Source document:
Saturday, June 21, 2014

Bashing Bandwagon vs Praise Party

How quick are we to join a bashing bandwagon verses a praise party? me included. That question rose to the top for me this week.
My work place was bashed on a social network this week. A customer ranted about rudeness between one co-worker to another. i privately chatted with this customer because i felt that was the adult thing to do, to tell her that i didn't appreciate the public bashing. i know, i assumed the customer would be an adult too. not so much,,,,
i work at the local tag office. NO i do not work for the state. Each tag office is privately owned and operated. They are CONTRACTED with the state. You have a choice of tag offices to frequent. My boss is one of the most wonderful ladies, i have ever known. My co-worker's are right up there with her! We get just as frustrated with the workings of the state tagging and registration rules as most of our customers do. i guess, you could say that we, as a tag office worker, are actually a go between.

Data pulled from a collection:
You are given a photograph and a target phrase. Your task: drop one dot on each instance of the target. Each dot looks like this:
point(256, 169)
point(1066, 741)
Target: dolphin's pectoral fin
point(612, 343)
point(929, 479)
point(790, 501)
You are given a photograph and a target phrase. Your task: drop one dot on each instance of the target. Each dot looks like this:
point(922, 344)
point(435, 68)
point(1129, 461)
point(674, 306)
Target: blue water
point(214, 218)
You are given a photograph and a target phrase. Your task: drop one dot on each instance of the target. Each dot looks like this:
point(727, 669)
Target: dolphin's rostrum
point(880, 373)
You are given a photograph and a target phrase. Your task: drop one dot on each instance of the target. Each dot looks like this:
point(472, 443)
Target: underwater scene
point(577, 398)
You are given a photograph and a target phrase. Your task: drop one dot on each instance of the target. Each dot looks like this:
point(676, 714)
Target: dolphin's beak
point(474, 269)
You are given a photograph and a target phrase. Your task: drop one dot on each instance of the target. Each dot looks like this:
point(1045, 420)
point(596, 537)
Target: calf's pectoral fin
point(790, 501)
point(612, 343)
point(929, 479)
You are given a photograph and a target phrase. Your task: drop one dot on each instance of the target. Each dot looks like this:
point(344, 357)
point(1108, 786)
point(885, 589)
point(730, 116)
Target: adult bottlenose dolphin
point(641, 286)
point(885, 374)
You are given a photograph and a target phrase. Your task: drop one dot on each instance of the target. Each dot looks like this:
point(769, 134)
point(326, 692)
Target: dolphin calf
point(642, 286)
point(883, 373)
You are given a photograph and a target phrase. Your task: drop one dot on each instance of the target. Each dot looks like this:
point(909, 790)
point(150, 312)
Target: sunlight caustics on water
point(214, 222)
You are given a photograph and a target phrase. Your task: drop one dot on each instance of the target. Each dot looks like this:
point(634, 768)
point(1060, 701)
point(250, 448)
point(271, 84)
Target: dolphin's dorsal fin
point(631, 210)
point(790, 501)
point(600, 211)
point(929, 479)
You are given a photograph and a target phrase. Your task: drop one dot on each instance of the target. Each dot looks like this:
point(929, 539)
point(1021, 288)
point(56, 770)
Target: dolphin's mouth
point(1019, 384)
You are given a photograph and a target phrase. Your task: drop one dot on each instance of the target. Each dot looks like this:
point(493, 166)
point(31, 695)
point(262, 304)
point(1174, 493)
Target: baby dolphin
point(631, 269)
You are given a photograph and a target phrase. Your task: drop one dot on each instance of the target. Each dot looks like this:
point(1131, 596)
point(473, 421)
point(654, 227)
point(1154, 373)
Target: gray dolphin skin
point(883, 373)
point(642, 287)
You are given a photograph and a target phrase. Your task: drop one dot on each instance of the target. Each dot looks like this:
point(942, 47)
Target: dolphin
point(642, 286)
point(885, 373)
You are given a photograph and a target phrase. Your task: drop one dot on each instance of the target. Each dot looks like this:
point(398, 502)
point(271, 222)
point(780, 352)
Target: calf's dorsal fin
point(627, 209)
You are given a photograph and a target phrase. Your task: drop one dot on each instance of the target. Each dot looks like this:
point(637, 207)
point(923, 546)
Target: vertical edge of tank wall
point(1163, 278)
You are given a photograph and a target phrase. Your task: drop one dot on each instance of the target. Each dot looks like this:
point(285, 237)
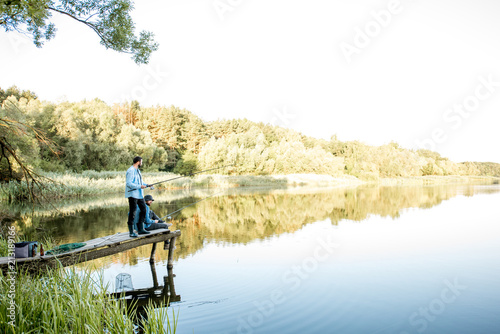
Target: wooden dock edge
point(86, 254)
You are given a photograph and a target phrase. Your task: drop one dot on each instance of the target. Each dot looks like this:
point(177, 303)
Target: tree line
point(92, 135)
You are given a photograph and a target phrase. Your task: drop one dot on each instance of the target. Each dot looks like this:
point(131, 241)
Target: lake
point(401, 259)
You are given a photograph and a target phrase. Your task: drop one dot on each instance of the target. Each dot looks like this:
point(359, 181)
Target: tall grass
point(61, 301)
point(95, 183)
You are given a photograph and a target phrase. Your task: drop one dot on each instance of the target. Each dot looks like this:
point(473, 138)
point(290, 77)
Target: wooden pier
point(94, 249)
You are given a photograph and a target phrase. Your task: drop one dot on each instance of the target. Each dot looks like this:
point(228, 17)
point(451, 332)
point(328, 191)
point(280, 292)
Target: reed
point(96, 183)
point(70, 301)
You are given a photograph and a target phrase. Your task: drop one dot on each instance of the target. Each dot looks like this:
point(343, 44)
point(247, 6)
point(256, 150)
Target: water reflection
point(157, 295)
point(239, 217)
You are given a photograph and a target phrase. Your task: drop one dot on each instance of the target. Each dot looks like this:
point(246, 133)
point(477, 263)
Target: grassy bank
point(95, 183)
point(67, 185)
point(70, 302)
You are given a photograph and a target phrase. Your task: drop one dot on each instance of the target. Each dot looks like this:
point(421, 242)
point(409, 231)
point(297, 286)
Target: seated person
point(152, 221)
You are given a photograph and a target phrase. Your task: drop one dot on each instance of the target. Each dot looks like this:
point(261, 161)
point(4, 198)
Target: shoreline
point(73, 185)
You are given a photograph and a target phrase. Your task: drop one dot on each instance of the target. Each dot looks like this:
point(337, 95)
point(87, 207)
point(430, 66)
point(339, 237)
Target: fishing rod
point(179, 177)
point(169, 216)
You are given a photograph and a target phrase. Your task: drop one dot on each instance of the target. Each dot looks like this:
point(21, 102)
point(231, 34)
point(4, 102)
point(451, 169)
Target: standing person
point(152, 221)
point(134, 192)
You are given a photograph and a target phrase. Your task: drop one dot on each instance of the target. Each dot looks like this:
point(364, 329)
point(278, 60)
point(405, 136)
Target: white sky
point(281, 62)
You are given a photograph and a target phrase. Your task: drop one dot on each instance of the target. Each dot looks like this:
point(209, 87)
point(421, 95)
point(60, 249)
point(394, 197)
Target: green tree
point(109, 19)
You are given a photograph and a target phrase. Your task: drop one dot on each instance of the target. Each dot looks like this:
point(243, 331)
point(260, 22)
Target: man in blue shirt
point(134, 192)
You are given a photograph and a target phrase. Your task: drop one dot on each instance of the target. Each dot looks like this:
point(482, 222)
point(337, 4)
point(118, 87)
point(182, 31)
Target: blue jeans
point(132, 205)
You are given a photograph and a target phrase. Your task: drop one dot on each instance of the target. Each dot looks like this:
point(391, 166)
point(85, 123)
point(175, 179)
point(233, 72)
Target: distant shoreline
point(96, 183)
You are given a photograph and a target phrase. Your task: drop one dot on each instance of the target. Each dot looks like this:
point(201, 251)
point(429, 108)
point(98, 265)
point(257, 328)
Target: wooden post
point(153, 251)
point(153, 273)
point(170, 263)
point(170, 282)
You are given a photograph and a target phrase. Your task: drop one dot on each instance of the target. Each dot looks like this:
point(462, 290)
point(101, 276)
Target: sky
point(422, 73)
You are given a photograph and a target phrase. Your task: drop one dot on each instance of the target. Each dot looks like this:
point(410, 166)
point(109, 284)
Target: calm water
point(362, 260)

Required work:
• a. In the blog post, where does the writer work?
• b. Reproduce the blog post word for word, everything from "My work place" down to "a go between.".

Answers to each task:
• a. At the local tag office.

• b.
My work place was bashed on a social network this week. A customer ranted about rudeness between one co-worker to another. i privately chatted with this customer because i felt that was the adult thing to do, to tell her that i didn't appreciate the public bashing. i know, i assumed the customer would be an adult too. not so much,,,,
i work at the local tag office. NO i do not work for the state. Each tag office is privately owned and operated. They are CONTRACTED with the state. You have a choice of tag offices to frequent. My boss is one of the most wonderful ladies, i have ever known. My co-worker's are right up there with her! We get just as frustrated with the workings of the state tagging and registration rules as most of our customers do. i guess, you could say that we, as a tag office worker, are actually a go between.